◆ Exercise directions
Output the data below in full, character for character.

(Collected data)
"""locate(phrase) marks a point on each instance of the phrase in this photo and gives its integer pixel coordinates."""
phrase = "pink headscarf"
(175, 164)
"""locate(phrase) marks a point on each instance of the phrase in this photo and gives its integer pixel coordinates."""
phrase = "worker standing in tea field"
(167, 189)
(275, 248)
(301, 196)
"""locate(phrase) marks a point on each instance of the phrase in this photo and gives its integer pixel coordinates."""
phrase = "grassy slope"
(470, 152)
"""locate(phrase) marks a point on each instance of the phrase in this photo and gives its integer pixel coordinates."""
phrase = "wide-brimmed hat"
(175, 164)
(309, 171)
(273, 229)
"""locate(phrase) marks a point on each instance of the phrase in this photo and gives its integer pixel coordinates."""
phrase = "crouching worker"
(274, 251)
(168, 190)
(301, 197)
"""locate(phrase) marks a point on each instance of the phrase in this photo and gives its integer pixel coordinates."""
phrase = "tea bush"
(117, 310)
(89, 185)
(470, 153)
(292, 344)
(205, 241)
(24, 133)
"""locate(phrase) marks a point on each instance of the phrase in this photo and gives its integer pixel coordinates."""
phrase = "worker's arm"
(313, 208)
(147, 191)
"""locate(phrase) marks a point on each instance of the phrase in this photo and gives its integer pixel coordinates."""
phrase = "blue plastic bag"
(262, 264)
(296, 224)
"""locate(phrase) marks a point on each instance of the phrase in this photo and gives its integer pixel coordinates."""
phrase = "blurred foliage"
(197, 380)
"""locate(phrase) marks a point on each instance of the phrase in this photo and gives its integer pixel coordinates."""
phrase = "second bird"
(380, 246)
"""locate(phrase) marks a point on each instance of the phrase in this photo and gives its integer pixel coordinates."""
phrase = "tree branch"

◆ The answer
"""locate(phrase) marks a point on each instance of the phrase in this photo and gives its integer pixel coordinates."""
phrase = "pink headscarf"
(175, 164)
"""locate(phrase) marks a point on each instance of the phrase in this photo and gives its integer pixel coordinates."""
phrase = "worker standing in tea field"
(167, 189)
(275, 248)
(301, 196)
"""locate(phrase) marks a point on each instance of the phrase in this photo and gives its integer pixel coordinates."""
phrase = "grassy slope"
(470, 152)
"""locate(phrase) marks a point on each instance of the phrase in this photo and gives its integer pixel coordinates."""
phrase = "wide-brimmed hat"
(175, 164)
(309, 171)
(273, 229)
"""locate(phrase) marks a point on each instance of the phrase in this photo and gives its integer pixel coordinates."""
phrase = "crouching worker"
(274, 251)
(168, 190)
(301, 197)
"""locate(phrase) marks a point on each instance of the phrase in this photo and gives its integer pixel coordinates."""
phrase = "tea bush"
(117, 310)
(89, 185)
(470, 153)
(292, 344)
(205, 241)
(24, 133)
"""locate(phrase) marks a point on each instance of the phrase in this photo and gives its integer pixel coordinates."""
phrase = "worker's arm"
(313, 208)
(147, 191)
"""locate(phrase) marks a point on each instance of the phrase in this photo and gives its integer pixel coordinates."""
phrase = "blue plastic bag"
(262, 264)
(296, 224)
"""locate(phrase) marks a point on each instance of the phrase in this photo and gives its integer pixel coordinates."""
phrase = "blurred foliage"
(197, 380)
"""locate(phrase) marks a point on each instance of the phrase in this photo and gives its integer pixel coordinates."""
phrase = "second bird"
(380, 246)
"""locate(phrase) marks a point on each instance of the phrase in this photo and gives its integer pixel coordinates."""
phrase = "tree branch"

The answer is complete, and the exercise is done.